-- Lavoro richiesto --
Riscali le righe dei record dall'inizio fino alla riga che contiene "94), (231, 97)]", entrambe incluse, riproducendole tutte con le richieste, ma moltiplicando per 2 ogni coordinata dei punti nelle risposte e arrotondando all'intero, con le metà per eccesso. Ometta le immagini dalla risposta.

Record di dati
◇ ◇ ◇ ◇ ◇ ◇ ◇

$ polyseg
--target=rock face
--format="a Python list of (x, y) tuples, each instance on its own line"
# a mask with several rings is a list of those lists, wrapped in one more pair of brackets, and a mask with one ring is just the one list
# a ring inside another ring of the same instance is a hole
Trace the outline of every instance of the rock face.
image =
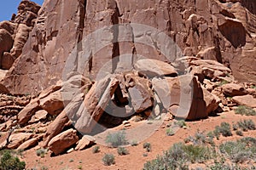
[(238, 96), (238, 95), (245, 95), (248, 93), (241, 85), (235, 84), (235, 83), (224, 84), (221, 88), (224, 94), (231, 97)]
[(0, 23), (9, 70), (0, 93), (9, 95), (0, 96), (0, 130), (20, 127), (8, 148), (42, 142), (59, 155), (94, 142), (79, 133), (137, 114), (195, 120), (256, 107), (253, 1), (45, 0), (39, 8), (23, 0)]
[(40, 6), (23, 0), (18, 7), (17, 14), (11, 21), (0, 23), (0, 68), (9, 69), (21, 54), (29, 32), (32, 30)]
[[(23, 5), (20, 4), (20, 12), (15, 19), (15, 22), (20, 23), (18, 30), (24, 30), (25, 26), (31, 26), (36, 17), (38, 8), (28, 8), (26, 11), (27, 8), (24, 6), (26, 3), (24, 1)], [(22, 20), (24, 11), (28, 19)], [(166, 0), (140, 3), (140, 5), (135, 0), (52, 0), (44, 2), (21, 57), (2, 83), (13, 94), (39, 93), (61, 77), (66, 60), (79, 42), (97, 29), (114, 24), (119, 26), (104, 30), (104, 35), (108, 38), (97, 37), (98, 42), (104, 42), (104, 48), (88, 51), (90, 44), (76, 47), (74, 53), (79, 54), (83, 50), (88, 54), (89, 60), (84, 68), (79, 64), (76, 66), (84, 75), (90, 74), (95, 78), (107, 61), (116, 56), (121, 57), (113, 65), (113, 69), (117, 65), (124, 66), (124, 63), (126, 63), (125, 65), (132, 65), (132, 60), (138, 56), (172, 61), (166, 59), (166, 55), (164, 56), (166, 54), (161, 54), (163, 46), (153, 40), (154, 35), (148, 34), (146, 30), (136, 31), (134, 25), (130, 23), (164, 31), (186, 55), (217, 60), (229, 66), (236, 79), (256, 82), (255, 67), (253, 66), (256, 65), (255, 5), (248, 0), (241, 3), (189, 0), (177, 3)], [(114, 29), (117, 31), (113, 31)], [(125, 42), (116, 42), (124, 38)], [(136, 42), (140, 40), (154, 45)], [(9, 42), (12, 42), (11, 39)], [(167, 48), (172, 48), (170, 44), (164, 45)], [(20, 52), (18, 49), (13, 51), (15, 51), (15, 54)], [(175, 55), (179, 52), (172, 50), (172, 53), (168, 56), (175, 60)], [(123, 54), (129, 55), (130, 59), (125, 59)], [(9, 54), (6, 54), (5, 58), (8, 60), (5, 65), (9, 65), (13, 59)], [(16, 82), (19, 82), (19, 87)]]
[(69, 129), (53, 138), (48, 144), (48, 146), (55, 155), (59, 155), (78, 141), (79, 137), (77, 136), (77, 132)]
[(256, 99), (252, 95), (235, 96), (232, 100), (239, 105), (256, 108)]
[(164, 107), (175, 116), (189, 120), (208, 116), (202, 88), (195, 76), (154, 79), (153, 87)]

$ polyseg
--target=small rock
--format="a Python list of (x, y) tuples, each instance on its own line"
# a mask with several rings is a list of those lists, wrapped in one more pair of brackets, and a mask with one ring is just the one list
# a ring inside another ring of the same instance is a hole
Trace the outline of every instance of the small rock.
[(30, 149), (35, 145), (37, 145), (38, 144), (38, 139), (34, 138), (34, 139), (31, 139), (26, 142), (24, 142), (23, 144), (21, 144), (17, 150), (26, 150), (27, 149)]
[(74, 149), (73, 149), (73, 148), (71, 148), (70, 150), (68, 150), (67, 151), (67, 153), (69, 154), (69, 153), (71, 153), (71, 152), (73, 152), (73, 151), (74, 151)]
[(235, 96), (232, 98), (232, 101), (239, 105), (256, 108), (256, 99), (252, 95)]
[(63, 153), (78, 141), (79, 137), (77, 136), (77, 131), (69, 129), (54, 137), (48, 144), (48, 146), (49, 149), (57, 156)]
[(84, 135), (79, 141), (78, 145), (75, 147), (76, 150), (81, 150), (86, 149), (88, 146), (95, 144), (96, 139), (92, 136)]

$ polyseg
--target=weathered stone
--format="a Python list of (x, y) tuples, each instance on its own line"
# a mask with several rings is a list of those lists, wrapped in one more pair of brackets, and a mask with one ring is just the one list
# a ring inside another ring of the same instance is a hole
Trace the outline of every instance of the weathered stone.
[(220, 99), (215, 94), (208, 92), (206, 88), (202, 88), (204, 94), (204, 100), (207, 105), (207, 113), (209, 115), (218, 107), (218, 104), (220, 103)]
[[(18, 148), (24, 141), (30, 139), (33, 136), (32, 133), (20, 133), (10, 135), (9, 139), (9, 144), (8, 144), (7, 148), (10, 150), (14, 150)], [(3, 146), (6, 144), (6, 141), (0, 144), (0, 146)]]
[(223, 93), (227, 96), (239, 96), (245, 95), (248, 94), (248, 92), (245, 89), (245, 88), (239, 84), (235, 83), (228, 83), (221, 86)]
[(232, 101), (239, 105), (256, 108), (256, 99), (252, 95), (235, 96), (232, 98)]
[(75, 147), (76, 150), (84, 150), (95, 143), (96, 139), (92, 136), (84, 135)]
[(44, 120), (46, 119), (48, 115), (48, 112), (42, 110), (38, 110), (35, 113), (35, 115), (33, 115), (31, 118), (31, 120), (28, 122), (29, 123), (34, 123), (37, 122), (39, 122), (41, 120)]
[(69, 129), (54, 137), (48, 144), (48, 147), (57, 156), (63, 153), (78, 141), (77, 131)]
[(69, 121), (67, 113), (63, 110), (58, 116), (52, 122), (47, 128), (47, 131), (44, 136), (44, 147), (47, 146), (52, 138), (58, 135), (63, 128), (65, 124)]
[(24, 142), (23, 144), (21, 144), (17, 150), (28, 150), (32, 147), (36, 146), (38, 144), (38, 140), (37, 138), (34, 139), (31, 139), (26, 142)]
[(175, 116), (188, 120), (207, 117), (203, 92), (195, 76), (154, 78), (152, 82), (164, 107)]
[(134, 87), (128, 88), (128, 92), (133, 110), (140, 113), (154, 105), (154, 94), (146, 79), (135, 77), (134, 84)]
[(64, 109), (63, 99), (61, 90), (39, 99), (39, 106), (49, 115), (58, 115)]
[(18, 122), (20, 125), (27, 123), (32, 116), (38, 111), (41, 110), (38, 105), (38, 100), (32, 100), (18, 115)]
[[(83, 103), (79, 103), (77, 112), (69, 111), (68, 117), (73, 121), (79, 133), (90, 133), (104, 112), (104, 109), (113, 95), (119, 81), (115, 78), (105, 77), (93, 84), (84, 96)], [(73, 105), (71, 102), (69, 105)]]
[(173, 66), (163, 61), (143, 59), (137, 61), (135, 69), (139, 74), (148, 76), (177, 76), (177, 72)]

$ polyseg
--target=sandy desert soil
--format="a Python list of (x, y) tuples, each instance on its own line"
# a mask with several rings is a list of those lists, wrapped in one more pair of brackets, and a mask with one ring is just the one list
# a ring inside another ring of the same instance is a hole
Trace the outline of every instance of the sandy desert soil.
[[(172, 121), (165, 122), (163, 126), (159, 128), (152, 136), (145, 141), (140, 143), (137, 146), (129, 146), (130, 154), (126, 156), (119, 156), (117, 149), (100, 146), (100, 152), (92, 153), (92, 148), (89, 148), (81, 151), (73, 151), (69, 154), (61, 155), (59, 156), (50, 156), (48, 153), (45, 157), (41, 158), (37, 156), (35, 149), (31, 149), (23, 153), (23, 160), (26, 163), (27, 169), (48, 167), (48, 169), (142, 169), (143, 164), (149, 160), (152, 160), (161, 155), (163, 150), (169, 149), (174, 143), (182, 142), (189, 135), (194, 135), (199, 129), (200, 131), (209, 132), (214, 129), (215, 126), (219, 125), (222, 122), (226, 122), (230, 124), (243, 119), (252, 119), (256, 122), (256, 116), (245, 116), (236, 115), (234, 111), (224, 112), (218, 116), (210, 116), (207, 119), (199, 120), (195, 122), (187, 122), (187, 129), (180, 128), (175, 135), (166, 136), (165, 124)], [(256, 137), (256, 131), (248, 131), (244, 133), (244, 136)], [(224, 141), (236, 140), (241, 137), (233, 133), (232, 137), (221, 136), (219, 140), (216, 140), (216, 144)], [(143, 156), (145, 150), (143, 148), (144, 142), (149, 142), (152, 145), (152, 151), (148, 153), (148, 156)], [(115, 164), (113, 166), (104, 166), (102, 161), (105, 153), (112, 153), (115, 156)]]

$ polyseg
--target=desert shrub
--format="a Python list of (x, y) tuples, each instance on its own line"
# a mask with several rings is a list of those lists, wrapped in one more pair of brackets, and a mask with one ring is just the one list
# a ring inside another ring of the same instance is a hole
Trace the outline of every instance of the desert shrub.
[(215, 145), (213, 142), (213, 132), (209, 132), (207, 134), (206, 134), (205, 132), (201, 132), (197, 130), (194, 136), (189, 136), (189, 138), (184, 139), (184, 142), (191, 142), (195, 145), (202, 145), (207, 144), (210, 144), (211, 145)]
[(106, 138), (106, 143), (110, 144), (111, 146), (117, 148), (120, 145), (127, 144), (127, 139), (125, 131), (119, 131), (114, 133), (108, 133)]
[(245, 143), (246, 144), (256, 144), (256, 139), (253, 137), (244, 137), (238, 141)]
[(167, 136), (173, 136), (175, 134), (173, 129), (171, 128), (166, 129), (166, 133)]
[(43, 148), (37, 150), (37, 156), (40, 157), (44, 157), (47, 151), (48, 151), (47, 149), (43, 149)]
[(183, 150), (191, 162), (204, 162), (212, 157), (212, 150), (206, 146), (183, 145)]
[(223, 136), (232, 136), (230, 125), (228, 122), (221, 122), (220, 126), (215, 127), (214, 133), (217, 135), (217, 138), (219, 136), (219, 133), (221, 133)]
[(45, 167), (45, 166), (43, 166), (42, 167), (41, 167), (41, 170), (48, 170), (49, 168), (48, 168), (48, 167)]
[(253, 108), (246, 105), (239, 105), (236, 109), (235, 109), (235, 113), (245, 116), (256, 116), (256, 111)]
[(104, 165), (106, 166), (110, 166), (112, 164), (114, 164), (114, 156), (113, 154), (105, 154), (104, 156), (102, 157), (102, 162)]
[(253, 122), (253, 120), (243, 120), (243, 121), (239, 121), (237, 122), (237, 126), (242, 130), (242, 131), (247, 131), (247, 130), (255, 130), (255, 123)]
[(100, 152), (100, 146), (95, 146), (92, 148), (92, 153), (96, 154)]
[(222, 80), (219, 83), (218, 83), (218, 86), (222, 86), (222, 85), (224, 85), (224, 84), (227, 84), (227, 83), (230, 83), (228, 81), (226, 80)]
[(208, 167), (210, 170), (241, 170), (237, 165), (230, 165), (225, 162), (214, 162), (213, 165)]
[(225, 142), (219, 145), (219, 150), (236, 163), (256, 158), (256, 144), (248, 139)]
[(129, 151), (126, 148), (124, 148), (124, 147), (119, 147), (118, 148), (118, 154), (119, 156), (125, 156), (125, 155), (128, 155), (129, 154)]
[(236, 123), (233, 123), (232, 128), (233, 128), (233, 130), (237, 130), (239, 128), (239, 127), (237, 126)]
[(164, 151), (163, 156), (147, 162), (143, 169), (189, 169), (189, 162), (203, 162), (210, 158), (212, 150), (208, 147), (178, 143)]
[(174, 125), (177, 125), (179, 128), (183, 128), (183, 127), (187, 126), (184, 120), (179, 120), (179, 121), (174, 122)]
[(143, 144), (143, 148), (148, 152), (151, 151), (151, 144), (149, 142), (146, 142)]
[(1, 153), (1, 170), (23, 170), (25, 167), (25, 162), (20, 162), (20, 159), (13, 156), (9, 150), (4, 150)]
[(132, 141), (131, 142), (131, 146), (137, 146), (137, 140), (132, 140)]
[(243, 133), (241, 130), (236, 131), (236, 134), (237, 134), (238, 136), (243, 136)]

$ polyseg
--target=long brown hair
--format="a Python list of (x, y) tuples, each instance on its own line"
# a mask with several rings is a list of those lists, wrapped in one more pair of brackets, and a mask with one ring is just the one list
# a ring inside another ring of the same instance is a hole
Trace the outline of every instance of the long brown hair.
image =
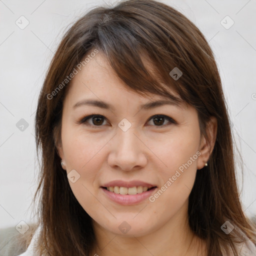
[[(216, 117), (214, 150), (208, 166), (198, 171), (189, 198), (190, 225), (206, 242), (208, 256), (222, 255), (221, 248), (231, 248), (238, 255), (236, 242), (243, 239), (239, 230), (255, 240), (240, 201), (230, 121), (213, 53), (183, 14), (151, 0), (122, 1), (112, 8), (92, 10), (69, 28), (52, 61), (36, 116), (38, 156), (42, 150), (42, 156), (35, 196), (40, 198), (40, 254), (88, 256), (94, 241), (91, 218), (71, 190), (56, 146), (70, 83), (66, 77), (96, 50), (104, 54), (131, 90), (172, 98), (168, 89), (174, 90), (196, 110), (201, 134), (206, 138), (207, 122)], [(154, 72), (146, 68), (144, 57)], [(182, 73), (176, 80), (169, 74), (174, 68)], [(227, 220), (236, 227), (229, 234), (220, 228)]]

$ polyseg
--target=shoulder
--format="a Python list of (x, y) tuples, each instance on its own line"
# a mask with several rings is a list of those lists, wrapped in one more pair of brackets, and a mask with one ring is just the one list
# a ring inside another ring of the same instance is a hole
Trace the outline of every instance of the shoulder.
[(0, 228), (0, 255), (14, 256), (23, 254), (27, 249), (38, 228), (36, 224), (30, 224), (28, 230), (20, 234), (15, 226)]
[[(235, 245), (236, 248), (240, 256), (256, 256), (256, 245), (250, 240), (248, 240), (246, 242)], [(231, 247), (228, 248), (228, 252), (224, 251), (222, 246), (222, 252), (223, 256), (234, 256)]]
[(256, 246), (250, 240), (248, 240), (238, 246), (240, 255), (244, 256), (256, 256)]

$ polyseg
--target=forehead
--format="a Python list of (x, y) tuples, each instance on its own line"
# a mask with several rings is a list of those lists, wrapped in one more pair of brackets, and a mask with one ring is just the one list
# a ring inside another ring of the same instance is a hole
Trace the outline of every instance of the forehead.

◇ ◇ ◇ ◇ ◇ ◇ ◇

-- Soluzione del problema --
$ polyseg
--target=rock face
--format="a Python list of (x, y) tuples, each instance on its own line"
# a mask with several rings is a list of those lists, wrapped in one more pair of brackets, and a mask with one ring is just the one list
# a ring inside another ring of the same instance is a hole
Trace the outline of every instance of the rock face.
image =
[(476, 192), (476, 190), (490, 190), (496, 186), (482, 170), (470, 168), (470, 166), (448, 168), (442, 176), (448, 188), (462, 194)]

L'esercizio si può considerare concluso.